= Source =
— START —

You personally may interpret the Deuteronomy verse as "some people, but not everyone, who hangs a tree," but Paul is surely not bound by your reading, not even if you were right (however that would be decided). Paul states what his reading is, pas, which is fairly read as "whoever." In any case, Paul does apply this curse to Jesus. Jesus was gibbeted according to Paul. There is nothing at all here about stoning.

Both are nailed on a wood and cursed by the Law.
I don't see how nailing even comes up in a discussion of Paul or Deuteronomy. The earliest mention of nailing Jesus that I can recall is in John, where Thomas expects the risen Jesus to have nail wounds, apparently recent and not scars from the old days in the building trades.

In any case, if you have an earlier source than John for the use of nails, either in Jesus' case or in connection with Deuteronomy, then I would be interested in knowing the citation.

Moving on,

Phillipians 2: 8 has no relation to Russian executions. Paul says there that Jesus was obedient to death, "thanatou de staurou," "death (conjunction) of the cross or stake." The conjunction de may be "and." So what? Paul commits himself to that Jesus died and that Jesus was on wood. That's uncontroversial. There is no Roman involvement stated or implied.

Whether there was any Roman involvement, I don't know. Paul doesn't say or imply one way or the other. There could be several reasons for that: maybe there wasn't any Roman involvement; or there was, but Paul didn't know whether there was; or he knew, but thought their involvement was irrelevant to (or awkward for) the Messainic aspect of Jesus' death which he teaches; or he just expected better of Jews and so is aggrieved by their having any role; ... - Paul doesn't say. You're entitled to speculate, but you can't speculate and complain that others speculate.

You most especially don't get to rewrite the proof texts that you cite to fit your agenda. That includes translating them your way, and not even acknowledging other possibilities less congenial to your platform.

— END —

= Objective 1 =
Report each line of the entries that contains the string "reflection", copying the whole line. Case counts.
These entries are unrelated to the passage about Paul.

Entries from a data source

— START —

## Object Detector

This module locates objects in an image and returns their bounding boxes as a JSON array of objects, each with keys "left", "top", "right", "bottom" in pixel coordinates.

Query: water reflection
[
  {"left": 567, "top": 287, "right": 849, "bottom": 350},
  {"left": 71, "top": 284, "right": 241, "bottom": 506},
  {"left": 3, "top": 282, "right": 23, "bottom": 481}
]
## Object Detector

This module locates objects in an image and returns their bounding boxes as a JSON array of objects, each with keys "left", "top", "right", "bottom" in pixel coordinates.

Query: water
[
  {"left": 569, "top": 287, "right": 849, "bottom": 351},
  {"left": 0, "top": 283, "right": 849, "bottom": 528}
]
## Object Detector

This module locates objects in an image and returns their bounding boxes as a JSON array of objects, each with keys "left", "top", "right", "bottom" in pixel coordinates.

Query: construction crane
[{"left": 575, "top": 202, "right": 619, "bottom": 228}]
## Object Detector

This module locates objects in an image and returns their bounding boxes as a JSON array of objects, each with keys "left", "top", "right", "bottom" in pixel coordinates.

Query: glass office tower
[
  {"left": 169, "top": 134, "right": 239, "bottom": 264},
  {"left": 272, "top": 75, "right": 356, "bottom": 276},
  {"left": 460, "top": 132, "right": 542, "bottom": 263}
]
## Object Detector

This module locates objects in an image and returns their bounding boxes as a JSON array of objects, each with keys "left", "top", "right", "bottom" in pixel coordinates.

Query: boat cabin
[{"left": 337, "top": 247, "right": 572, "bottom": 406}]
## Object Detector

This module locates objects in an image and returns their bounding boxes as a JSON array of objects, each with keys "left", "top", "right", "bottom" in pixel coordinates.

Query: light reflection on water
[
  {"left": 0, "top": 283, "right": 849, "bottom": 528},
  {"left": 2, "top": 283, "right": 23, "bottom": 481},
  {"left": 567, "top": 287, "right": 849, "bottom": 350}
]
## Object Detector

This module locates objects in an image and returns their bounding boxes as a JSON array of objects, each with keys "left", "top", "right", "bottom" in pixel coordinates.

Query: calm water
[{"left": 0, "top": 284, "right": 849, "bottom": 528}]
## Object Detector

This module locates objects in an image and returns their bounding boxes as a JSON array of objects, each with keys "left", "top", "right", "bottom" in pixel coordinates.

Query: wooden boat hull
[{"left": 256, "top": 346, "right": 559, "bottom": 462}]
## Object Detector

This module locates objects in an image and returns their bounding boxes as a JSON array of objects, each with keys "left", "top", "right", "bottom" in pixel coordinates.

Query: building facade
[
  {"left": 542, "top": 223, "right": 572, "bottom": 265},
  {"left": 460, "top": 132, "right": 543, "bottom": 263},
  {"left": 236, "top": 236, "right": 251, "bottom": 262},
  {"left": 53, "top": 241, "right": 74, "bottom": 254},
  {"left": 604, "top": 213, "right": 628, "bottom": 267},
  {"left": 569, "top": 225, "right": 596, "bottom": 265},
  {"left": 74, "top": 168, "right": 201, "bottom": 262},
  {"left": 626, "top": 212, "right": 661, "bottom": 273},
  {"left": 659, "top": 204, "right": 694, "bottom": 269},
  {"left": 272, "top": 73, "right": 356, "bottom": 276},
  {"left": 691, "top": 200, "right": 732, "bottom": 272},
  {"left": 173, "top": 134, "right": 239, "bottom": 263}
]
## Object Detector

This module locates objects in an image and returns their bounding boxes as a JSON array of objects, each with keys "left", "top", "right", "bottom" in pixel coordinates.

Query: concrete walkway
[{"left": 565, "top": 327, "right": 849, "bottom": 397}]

— END —

= Objective 2 =
Echo the passage about Paul in full, word for word.

= Written response 1 =
Query: water reflection
Query: light reflection on water

= Written response 2 =
You personally may interpret the Deuteronomy verse as "some people, but not everyone, who hangs a tree," but Paul is surely not bound by your reading, not even if you were right (however that would be decided). Paul states what his reading is, pas, which is fairly read as "whoever." In any case, Paul does apply this curse to Jesus. Jesus was gibbeted according to Paul. There is nothing at all here about stoning.

Both are nailed on a wood and cursed by the Law.
I don't see how nailing even comes up in a discussion of Paul or Deuteronomy. The earliest mention of nailing Jesus that I can recall is in John, where Thomas expects the risen Jesus to have nail wounds, apparently recent and not scars from the old days in the building trades.

In any case, if you have an earlier source than John for the use of nails, either in Jesus' case or in connection with Deuteronomy, then I would be interested in knowing the citation.

Moving on,

Phillipians 2: 8 has no relation to Russian executions. Paul says there that Jesus was obedient to death, "thanatou de staurou," "death (conjunction) of the cross or stake." The conjunction de may be "and." So what? Paul commits himself to that Jesus died and that Jesus was on wood. That's uncontroversial. There is no Roman involvement stated or implied.

Whether there was any Roman involvement, I don't know. Paul doesn't say or imply one way or the other. There could be several reasons for that: maybe there wasn't any Roman involvement; or there was, but Paul didn't know whether there was; or he knew, but thought their involvement was irrelevant to (or awkward for) the Messainic aspect of Jesus' death which he teaches; or he just expected better of Jews and so is aggrieved by their having any role; ... - Paul doesn't say. You're entitled to speculate, but you can't speculate and complain that others speculate.

You most especially don't get to rewrite the proof texts that you cite to fit your agenda. That includes translating them your way, and not even acknowledging other possibilities less congenial to your platform.